▶ _EXERCISE MATERIALS_
****
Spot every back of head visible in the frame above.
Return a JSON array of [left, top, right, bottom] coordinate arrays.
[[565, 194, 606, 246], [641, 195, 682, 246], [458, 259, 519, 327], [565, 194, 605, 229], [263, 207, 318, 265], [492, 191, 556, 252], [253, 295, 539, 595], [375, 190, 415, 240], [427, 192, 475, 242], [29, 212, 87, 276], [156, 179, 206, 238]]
****
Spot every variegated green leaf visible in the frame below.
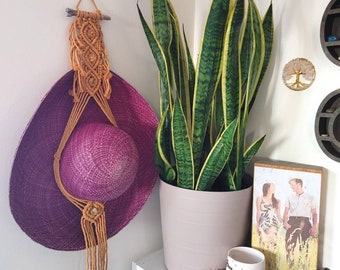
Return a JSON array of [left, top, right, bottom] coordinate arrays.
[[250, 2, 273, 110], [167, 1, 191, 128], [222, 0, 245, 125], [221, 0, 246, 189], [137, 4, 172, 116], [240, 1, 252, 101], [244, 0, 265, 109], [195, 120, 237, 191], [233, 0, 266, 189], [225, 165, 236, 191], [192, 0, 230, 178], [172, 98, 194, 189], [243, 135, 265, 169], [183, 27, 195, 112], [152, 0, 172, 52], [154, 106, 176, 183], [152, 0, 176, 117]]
****
▶ _EXERCISE_
In the listing above, find each line with the word "Spot" and copy it.

▶ _ANSWER FOR THIS EXERCISE_
Spot every back of head visible in the frame above.
Spot every variegated green leaf visible in the frame below.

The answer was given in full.